• Stated problem: Nothing other than the lines from the one containing "Reviewer note: confirm that every instance of the road ruts" through the close of the entries below should be printed, each exactly.
##########
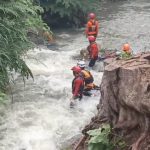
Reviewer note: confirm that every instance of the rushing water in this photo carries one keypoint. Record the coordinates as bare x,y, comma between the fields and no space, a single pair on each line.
40,117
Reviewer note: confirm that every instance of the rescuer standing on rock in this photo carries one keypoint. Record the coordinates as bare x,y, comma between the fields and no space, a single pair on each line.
92,26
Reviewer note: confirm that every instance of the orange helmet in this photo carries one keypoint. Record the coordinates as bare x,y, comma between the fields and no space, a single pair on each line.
76,69
126,47
91,38
92,16
89,24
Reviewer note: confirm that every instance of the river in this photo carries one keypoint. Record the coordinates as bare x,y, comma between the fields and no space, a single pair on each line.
40,117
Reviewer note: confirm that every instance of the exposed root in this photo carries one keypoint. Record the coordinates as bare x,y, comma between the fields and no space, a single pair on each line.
136,145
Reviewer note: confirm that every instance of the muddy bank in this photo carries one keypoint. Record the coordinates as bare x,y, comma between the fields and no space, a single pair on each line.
125,101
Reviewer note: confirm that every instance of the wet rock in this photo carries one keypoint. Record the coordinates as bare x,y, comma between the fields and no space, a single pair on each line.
125,100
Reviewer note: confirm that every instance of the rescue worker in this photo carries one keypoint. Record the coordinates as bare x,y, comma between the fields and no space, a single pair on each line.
77,83
127,53
88,79
93,49
92,26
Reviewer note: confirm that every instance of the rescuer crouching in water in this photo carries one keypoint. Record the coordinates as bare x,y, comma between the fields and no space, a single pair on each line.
93,50
88,79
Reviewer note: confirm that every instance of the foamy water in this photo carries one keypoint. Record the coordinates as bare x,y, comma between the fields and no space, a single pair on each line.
40,118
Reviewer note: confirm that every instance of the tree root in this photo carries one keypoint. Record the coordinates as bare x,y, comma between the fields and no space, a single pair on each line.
143,136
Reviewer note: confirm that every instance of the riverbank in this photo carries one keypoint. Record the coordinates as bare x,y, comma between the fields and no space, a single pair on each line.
124,103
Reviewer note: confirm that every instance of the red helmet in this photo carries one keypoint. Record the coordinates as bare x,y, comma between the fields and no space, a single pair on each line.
92,16
76,69
91,38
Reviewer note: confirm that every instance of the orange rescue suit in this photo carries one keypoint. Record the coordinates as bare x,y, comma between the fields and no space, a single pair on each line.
93,50
92,28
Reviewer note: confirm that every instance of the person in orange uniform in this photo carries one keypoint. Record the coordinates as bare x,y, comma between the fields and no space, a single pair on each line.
92,26
127,50
93,49
77,83
88,79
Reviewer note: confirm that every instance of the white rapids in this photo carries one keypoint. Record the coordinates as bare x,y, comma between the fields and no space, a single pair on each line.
40,117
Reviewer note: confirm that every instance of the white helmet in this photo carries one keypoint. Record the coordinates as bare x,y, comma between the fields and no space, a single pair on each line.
81,64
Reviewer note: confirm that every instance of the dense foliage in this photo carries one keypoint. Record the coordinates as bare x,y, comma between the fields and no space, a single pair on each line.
67,12
100,139
16,19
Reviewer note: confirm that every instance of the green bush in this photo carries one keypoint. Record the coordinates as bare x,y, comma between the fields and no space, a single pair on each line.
16,19
67,12
100,139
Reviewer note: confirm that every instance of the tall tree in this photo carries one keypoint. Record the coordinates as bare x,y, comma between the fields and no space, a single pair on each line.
17,17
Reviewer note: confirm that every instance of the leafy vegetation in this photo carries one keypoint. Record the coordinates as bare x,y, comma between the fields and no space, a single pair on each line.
16,19
100,140
67,12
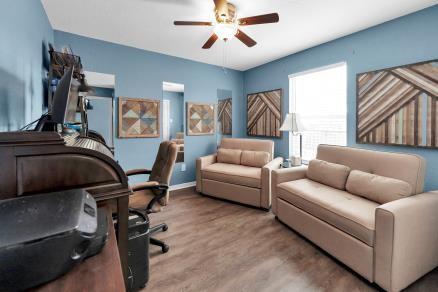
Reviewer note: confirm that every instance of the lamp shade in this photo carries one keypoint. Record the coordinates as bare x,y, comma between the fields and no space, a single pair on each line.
292,123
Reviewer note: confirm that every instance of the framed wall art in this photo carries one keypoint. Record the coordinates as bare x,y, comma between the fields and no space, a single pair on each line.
200,119
398,106
139,118
264,114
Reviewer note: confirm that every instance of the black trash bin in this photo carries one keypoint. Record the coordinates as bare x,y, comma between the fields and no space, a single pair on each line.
138,250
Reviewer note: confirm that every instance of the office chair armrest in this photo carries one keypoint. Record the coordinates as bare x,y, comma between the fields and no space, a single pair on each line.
138,171
152,185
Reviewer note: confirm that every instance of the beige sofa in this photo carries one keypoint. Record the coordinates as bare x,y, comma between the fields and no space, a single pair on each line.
387,232
240,171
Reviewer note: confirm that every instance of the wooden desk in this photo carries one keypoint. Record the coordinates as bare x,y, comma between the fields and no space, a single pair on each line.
101,272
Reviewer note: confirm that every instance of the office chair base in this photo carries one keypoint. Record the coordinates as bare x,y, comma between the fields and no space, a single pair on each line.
164,247
162,226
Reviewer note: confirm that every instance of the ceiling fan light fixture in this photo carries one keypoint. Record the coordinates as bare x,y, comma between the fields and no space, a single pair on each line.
225,31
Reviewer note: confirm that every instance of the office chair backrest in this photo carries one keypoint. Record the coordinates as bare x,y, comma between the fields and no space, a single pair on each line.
163,165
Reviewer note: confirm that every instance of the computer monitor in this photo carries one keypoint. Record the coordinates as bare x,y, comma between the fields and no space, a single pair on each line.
65,99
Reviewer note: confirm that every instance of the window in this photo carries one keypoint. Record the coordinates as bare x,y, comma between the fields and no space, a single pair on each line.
320,98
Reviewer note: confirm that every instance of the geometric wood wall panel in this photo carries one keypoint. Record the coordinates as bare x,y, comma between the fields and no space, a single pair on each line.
225,116
200,119
264,114
399,106
139,118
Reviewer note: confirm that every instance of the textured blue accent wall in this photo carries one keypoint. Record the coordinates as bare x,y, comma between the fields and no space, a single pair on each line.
176,114
25,32
141,73
409,39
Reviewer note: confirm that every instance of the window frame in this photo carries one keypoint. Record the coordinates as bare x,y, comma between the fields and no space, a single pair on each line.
293,100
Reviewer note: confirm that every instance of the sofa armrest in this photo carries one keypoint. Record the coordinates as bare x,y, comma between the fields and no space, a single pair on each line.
406,243
265,196
201,163
283,175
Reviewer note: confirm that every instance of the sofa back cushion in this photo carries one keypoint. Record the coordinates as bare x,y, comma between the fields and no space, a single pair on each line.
406,167
231,156
254,158
377,188
249,144
331,174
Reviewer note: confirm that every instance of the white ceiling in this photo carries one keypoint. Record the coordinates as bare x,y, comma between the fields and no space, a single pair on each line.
173,87
148,24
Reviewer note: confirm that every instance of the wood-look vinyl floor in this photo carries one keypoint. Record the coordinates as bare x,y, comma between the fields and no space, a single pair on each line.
221,246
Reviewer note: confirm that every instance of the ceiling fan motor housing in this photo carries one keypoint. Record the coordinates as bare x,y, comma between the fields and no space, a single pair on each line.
231,14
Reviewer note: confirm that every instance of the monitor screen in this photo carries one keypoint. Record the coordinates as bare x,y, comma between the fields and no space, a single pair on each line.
65,99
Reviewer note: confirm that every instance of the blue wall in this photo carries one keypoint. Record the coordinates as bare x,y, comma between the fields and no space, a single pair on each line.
141,73
25,31
405,40
176,101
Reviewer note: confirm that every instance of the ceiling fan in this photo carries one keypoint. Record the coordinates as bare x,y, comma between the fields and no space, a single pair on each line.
227,26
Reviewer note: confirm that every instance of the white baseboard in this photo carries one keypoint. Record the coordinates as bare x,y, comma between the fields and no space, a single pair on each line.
182,186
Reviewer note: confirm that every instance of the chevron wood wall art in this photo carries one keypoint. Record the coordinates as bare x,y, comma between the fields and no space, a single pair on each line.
139,118
200,119
399,106
225,116
264,114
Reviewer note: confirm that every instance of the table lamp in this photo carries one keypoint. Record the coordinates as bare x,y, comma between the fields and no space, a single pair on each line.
292,124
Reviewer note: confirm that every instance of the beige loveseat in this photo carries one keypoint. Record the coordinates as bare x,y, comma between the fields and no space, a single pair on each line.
240,171
387,231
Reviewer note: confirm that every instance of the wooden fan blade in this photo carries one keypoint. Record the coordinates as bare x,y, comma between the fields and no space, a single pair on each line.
259,19
193,23
244,38
221,8
210,41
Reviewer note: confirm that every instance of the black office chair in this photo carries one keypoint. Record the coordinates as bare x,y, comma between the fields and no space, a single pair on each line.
155,191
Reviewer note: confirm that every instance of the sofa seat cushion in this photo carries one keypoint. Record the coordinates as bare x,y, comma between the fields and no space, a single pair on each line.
233,174
349,213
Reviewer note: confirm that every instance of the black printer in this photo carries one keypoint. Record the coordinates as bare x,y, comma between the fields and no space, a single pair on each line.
43,236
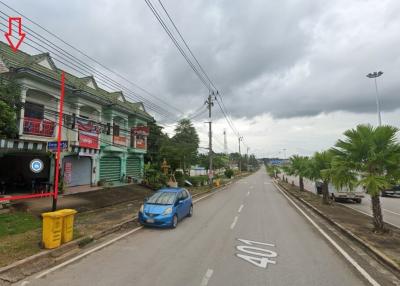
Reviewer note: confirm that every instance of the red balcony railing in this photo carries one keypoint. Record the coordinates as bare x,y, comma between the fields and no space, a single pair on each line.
40,127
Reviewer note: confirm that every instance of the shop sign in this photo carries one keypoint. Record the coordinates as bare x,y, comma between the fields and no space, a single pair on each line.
36,166
88,140
140,142
68,172
140,130
52,146
120,140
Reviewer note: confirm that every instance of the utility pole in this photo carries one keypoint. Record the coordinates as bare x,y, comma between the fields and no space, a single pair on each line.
240,155
210,103
225,143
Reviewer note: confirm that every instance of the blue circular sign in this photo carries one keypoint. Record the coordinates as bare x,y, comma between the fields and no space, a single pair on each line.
36,165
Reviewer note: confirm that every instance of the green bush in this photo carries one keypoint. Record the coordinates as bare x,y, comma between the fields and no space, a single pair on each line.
198,180
229,173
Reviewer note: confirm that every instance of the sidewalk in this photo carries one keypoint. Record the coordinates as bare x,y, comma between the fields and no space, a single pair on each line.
85,201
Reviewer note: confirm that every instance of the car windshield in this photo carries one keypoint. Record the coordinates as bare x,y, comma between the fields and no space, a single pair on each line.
162,198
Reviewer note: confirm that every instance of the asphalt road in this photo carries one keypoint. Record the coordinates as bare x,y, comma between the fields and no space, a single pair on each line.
390,205
205,249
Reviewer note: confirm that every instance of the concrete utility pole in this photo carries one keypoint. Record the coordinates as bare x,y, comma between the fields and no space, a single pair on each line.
225,143
210,103
240,155
374,75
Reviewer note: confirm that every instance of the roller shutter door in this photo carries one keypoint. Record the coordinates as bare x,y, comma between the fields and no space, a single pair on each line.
110,169
81,170
133,168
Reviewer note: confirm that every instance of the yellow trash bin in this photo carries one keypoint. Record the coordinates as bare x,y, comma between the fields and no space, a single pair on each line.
67,232
52,227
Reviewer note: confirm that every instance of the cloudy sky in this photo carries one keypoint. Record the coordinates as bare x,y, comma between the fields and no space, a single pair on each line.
291,72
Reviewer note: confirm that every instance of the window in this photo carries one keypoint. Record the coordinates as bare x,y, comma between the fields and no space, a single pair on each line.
116,130
33,110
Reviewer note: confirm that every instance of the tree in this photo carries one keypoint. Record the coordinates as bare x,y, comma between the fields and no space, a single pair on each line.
10,105
369,157
320,168
186,141
298,167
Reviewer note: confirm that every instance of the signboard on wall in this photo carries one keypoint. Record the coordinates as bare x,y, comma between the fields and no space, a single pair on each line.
140,130
52,146
88,133
120,140
68,172
88,140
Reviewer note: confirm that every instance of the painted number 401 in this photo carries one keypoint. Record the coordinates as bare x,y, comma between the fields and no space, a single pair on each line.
256,255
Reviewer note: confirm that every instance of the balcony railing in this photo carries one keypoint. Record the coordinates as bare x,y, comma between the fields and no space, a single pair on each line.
39,127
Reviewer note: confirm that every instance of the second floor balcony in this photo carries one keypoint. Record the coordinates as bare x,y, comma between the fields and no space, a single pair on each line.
39,127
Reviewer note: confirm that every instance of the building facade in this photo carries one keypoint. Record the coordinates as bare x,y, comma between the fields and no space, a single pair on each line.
104,136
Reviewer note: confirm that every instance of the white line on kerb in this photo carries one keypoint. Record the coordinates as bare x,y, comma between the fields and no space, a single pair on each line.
206,277
368,214
341,250
234,222
50,270
392,212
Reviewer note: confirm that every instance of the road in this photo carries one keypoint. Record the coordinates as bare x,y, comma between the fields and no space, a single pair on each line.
390,205
205,249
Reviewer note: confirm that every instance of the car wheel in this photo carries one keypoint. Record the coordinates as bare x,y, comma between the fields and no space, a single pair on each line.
190,211
175,221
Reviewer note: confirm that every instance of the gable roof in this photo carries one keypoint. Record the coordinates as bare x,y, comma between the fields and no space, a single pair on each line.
17,60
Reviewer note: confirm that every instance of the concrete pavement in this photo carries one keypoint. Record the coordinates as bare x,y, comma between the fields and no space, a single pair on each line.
248,234
390,205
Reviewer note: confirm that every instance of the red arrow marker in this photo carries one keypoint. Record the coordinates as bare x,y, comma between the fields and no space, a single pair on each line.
20,36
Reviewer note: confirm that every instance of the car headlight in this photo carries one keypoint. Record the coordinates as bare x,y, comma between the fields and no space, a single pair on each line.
167,211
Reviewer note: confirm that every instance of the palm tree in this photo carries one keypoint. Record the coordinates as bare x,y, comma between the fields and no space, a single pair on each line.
369,156
320,168
298,167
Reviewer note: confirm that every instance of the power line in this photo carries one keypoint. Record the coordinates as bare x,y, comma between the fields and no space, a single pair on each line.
87,56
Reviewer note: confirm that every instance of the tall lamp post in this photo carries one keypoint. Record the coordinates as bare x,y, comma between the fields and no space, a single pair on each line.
374,75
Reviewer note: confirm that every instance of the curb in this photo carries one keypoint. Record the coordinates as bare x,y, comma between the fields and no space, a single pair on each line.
375,252
33,264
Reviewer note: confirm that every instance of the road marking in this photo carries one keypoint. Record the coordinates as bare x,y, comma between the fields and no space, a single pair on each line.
234,222
392,212
368,214
48,271
256,255
341,250
206,277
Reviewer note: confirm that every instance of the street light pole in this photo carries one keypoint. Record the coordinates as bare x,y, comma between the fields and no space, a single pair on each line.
374,75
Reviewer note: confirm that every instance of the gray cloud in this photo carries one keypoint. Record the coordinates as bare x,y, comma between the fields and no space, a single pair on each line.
286,58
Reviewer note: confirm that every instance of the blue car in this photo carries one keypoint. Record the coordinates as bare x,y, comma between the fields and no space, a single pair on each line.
166,207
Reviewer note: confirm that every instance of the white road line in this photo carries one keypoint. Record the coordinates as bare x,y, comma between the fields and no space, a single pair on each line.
368,214
50,270
206,277
341,250
392,212
234,222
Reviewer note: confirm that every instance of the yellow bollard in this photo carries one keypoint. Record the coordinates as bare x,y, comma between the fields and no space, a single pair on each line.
52,227
67,233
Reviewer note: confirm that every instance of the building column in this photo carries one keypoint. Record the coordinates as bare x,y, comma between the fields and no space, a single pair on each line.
24,91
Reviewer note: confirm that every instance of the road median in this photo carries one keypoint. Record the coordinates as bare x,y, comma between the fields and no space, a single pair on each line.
354,225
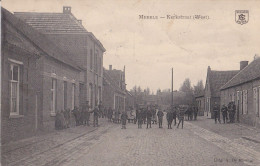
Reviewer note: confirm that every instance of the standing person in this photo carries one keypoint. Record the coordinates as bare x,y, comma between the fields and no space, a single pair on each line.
195,111
96,115
67,117
169,117
144,115
76,115
85,113
123,119
139,118
160,117
230,111
224,113
117,116
58,122
181,113
190,112
105,112
101,110
174,112
149,118
233,111
216,111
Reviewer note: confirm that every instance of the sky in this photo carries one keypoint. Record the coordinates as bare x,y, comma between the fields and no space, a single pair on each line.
150,48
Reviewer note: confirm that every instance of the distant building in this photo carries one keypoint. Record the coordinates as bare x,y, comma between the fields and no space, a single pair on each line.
130,100
200,101
20,83
215,79
114,93
68,33
41,79
244,90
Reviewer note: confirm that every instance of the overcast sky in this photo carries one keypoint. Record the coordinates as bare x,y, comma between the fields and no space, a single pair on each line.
150,48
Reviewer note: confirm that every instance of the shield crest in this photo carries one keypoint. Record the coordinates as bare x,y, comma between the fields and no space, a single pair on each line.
241,16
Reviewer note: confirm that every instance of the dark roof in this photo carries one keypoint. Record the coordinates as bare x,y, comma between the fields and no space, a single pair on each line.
249,73
52,22
200,94
38,39
110,80
218,79
56,23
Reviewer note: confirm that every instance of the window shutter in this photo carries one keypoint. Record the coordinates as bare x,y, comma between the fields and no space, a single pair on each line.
255,104
21,89
246,102
9,88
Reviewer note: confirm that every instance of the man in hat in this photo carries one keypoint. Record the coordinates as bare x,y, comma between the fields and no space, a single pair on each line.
124,119
96,114
149,117
169,117
139,118
224,113
216,111
181,113
160,117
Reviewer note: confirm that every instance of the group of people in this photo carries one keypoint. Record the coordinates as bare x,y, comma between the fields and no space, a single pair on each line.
81,116
228,112
151,114
144,115
192,112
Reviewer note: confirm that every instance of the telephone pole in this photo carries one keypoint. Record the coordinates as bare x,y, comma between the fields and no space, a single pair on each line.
172,87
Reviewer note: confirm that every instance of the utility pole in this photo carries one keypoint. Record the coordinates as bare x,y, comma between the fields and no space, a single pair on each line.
172,87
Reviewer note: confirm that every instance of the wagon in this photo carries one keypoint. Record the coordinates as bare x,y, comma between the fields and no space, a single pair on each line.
131,116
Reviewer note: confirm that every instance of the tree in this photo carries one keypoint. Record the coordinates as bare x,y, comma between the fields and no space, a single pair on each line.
186,86
188,90
199,88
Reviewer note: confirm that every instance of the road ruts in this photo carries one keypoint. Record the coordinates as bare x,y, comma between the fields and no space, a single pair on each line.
60,154
236,148
151,147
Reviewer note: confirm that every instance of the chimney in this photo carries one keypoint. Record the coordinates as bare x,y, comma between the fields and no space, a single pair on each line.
243,64
67,9
209,68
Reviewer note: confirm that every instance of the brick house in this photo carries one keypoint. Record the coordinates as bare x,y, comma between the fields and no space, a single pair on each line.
20,95
214,81
130,100
40,79
57,76
114,92
244,90
85,49
200,101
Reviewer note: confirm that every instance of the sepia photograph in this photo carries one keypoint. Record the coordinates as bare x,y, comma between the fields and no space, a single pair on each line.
130,83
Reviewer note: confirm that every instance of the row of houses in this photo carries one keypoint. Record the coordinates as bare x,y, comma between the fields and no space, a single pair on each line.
50,62
239,86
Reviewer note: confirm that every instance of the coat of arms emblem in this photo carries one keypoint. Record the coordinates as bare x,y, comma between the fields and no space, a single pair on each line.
241,16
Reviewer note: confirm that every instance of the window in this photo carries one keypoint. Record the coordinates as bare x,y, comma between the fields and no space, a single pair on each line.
14,89
245,111
99,95
65,94
95,63
238,102
256,101
91,59
73,96
54,96
91,95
##########
• Written response:
Reviewer note: confirm that every instance of the road ruts in this photo carries one keypoint. Record the coordinates as bare x,y, comma between the fields and no space, a single pair on each line.
60,154
236,148
151,147
Reviewer note: confirm that every instance of the chimney in this photo carries one keypoint. Record the coordinates as bare x,y, comma between the fields and no space, a single pair on each line.
243,64
67,9
209,68
Reviewer note: confirm that every instance of the brick house in this photo carries one keypoint. Record the coordinates as bare x,y, comma between the fields and no space, a single pair on each line.
20,95
214,81
130,100
40,79
57,76
114,92
244,90
85,49
200,101
Reviewer note: confirm that every instance of the sepia photograph in this photo carries one keypoint. Record the coordinates as bare x,y, comma between the fields and no space, a single pair on each line.
130,83
Reviewer note: confirm that every instance of the row of houses in this photo carries one keypoint. Record the coordinates as bare x,y, comma between the fields and no space, a single pair on each line.
50,62
239,86
Reviewer note: confirm that every instance of the coat of arms emblem in this photo carries one keypoint. Record the coordinates as bare x,y, comma between the fields and no space, a single pair on each line.
241,16
Reviewer note: confirm that every instance of the window in this photo carries one keypoint. Record the coordinates as bare x,y, comma between the fields and no space, a single pair on each line.
14,89
245,111
99,95
65,94
95,63
238,102
256,101
91,59
73,96
54,96
91,95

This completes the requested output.